The input:
= = = =

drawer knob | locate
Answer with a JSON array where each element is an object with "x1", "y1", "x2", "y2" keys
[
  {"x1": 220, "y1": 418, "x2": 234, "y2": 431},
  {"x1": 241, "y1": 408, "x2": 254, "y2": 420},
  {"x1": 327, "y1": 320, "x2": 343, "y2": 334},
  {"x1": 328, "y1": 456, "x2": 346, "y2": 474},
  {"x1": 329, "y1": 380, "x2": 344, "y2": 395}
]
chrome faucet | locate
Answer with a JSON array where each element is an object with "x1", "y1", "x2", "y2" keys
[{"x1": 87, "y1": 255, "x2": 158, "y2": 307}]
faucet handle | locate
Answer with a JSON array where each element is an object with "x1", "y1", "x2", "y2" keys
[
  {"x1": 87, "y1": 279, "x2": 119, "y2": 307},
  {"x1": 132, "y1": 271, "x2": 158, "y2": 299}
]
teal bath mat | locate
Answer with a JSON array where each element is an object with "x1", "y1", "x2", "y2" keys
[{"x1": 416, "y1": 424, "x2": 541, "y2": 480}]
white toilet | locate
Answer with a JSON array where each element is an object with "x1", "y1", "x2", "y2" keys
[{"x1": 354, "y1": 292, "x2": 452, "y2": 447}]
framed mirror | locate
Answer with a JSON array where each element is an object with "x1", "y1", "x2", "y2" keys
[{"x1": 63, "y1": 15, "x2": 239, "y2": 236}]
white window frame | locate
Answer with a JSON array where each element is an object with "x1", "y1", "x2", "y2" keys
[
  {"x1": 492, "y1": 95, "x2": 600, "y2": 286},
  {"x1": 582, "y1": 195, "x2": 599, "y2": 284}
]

= = = =

Task instructions: Scan the material above and copy every line that holds the string "white".

Result of this task:
white toilet | locate
white window frame | locate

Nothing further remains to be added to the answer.